* **EXERCISE**: Look for the string "lamp" in the listing. Copy each line that has it.
━━━━━━━━━━
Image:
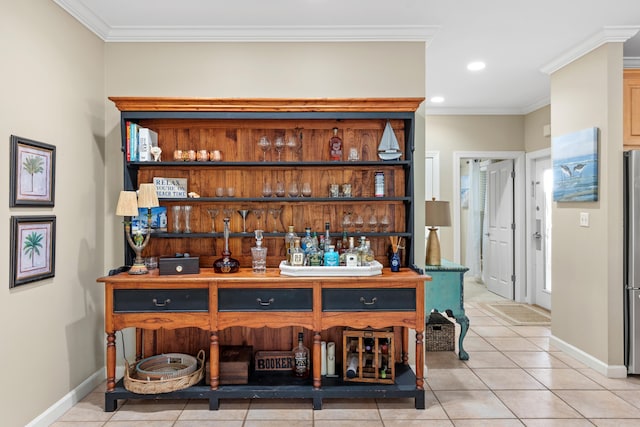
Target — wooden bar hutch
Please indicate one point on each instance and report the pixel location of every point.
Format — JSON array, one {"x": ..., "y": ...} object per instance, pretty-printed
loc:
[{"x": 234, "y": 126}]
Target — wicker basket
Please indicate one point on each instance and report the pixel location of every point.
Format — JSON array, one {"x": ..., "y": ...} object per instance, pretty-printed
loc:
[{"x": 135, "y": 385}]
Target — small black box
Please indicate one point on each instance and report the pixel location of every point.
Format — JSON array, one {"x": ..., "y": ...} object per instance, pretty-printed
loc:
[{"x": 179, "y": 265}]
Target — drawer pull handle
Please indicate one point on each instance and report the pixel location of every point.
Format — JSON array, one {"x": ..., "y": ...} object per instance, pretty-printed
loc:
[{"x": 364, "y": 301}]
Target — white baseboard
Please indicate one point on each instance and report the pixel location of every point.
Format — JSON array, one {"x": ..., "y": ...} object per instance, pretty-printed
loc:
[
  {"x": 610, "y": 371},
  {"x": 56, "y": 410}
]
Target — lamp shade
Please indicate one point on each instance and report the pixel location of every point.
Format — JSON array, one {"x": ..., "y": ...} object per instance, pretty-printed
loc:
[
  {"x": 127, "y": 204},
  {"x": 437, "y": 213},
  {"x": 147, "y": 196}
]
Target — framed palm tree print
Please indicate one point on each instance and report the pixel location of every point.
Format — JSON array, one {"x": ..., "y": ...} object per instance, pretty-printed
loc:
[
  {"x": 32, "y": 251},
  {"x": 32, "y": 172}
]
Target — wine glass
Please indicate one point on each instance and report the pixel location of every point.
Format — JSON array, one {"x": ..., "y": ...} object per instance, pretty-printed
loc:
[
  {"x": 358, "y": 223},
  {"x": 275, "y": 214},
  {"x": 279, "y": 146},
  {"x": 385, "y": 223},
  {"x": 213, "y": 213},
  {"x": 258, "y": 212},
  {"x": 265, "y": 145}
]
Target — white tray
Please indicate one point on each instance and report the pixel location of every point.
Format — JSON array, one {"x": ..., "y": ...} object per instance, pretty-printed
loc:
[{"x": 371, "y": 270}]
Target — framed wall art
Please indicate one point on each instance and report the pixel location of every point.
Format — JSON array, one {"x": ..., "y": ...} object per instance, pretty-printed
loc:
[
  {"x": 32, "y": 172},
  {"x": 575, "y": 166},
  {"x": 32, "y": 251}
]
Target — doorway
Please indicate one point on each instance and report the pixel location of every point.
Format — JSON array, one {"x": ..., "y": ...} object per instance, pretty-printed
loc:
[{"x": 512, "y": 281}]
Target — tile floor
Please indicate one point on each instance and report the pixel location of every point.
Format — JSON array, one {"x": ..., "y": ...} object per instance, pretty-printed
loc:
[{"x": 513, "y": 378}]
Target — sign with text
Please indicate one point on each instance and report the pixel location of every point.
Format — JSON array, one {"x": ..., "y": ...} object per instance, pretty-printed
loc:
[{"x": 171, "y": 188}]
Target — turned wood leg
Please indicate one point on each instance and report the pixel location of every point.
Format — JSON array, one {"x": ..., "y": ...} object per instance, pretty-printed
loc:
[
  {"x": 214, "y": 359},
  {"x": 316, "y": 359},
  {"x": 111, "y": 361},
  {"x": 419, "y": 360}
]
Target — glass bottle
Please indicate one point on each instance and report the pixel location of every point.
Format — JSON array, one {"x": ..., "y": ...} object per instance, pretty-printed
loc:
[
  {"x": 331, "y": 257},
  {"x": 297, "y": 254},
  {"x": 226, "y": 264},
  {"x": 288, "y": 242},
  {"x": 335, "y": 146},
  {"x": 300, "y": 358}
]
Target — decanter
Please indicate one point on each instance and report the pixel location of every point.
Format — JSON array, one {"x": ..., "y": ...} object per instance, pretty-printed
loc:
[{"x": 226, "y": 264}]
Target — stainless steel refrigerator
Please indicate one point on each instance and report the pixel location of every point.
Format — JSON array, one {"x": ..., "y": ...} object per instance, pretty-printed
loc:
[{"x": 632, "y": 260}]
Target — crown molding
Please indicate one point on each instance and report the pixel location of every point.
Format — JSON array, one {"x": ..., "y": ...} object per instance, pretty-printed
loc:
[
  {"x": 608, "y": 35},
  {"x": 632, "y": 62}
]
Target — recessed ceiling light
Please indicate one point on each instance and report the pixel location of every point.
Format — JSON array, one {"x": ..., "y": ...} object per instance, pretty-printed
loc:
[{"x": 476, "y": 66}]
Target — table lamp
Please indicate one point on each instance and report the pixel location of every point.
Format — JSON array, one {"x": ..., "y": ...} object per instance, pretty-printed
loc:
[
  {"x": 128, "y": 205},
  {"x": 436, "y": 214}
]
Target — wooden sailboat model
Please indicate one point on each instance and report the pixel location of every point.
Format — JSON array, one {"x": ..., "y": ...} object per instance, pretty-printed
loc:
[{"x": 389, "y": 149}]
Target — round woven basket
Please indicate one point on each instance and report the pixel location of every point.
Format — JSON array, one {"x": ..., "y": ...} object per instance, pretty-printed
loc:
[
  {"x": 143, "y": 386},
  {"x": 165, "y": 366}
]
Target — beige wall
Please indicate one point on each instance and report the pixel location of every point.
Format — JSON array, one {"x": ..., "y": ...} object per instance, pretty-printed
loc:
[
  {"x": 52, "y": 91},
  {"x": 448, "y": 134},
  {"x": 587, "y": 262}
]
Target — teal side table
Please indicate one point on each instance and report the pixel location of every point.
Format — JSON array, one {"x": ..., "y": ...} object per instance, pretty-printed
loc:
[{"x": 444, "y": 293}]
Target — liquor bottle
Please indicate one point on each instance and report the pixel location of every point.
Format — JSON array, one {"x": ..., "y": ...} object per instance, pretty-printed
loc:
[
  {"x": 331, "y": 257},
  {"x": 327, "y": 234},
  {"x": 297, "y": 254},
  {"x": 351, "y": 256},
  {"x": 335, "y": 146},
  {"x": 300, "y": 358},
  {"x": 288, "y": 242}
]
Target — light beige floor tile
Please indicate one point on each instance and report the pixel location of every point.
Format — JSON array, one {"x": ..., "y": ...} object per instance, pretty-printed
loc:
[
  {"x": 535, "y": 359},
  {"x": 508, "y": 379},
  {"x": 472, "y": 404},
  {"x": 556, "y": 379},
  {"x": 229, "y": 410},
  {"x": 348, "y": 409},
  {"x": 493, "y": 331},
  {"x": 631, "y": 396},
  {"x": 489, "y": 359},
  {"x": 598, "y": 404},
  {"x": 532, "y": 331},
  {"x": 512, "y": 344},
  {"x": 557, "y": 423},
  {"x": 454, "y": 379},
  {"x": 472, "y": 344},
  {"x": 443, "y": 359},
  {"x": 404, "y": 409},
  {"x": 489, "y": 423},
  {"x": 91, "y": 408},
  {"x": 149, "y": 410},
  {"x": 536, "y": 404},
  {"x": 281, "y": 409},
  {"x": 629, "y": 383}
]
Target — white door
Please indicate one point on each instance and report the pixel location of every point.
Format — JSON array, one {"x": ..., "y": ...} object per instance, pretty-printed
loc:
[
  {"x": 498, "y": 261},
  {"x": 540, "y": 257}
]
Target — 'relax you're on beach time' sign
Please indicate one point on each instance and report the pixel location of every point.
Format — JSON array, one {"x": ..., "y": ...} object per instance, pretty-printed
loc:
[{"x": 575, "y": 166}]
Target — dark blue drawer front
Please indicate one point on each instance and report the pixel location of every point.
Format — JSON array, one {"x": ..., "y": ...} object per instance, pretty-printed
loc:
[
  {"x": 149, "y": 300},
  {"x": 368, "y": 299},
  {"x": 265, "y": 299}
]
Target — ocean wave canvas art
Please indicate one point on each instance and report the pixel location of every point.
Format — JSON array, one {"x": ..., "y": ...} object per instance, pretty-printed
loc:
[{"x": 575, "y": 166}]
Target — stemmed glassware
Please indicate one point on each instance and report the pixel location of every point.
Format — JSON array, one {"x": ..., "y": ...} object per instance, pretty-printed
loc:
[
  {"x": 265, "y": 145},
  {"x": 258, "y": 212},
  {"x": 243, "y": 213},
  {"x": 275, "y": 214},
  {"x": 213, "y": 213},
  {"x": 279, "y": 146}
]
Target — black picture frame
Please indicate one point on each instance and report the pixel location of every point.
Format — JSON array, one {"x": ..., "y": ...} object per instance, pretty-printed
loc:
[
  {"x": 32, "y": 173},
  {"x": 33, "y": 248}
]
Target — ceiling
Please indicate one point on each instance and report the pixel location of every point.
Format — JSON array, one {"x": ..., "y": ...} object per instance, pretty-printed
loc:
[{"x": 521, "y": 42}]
━━━━━━━━━━
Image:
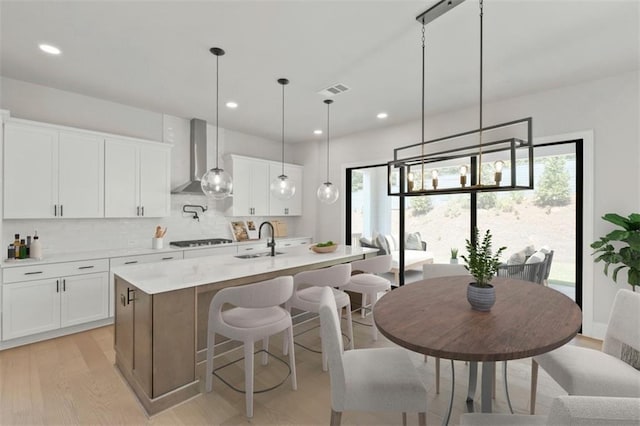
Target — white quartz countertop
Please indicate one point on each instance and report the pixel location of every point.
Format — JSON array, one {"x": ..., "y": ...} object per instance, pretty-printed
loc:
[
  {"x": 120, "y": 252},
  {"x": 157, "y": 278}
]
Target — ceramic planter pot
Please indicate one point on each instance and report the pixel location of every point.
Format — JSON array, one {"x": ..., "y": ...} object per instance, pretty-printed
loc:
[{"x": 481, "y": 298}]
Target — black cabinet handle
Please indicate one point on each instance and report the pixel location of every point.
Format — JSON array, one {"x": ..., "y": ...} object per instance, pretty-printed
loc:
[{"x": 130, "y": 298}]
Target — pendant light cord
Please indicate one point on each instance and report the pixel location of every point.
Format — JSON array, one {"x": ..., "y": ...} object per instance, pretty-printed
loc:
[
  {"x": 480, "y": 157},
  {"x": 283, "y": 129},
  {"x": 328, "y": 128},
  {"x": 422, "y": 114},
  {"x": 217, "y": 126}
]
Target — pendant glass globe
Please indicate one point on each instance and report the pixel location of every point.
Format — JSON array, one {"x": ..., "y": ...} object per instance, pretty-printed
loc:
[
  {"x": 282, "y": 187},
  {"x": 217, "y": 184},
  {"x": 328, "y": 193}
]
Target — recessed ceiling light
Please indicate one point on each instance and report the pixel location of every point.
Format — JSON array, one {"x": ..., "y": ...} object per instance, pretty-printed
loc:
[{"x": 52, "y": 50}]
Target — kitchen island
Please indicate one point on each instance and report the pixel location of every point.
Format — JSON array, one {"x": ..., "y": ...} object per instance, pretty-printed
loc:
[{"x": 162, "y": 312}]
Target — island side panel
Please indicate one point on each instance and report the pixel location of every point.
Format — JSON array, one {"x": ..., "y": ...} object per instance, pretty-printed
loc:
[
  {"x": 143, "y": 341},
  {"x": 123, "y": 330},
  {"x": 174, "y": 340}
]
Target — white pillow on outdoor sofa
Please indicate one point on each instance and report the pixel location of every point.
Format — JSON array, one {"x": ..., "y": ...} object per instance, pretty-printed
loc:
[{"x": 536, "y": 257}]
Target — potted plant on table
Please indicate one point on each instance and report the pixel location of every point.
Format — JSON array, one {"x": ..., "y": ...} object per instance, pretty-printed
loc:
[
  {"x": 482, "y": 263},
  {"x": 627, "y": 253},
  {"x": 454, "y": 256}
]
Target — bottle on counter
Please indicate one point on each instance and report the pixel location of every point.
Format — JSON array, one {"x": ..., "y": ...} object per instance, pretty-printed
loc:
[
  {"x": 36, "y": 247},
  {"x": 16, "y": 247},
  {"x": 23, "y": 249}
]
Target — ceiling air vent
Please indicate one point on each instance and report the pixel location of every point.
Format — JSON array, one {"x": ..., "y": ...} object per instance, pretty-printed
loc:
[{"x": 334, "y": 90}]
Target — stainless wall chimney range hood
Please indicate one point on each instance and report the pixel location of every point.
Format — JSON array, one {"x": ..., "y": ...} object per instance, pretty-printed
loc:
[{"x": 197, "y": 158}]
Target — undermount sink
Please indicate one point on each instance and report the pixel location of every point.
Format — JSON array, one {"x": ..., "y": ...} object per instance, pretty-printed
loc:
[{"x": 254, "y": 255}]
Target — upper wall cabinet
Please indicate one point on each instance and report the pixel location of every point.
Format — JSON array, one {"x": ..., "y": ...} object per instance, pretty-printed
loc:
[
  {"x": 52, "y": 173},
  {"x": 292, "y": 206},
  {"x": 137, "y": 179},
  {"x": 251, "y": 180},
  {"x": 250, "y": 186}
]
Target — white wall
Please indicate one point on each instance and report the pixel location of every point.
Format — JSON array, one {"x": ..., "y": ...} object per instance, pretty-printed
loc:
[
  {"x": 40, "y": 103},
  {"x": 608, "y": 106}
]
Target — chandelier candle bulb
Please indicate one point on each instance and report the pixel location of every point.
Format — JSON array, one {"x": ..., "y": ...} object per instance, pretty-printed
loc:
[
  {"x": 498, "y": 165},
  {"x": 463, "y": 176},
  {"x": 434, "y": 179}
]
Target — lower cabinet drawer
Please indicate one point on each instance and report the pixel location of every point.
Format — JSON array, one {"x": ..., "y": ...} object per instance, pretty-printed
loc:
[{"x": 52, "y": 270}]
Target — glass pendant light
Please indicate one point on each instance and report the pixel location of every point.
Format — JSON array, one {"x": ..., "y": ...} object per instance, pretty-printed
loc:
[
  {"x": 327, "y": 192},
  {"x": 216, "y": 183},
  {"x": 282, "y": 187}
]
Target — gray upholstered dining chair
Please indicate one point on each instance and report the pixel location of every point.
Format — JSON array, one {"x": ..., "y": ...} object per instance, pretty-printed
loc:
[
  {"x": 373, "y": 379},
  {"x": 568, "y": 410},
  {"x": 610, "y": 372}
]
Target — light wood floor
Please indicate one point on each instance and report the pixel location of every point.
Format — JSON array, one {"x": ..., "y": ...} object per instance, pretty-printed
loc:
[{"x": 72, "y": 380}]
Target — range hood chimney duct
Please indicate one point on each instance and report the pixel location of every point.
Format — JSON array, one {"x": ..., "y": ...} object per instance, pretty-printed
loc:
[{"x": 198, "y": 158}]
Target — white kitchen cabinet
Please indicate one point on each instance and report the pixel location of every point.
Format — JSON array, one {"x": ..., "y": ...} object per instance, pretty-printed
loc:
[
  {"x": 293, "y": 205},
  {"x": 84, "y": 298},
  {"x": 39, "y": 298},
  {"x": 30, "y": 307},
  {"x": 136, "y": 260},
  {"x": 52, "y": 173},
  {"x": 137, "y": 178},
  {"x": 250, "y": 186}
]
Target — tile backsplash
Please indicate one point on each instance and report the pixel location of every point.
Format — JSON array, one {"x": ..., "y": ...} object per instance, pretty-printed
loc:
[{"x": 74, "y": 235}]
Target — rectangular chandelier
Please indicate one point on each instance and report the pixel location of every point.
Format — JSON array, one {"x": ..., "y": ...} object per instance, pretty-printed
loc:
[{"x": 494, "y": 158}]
━━━━━━━━━━
* **ANSWER AREA**:
Target — lamp shade
Target — table lamp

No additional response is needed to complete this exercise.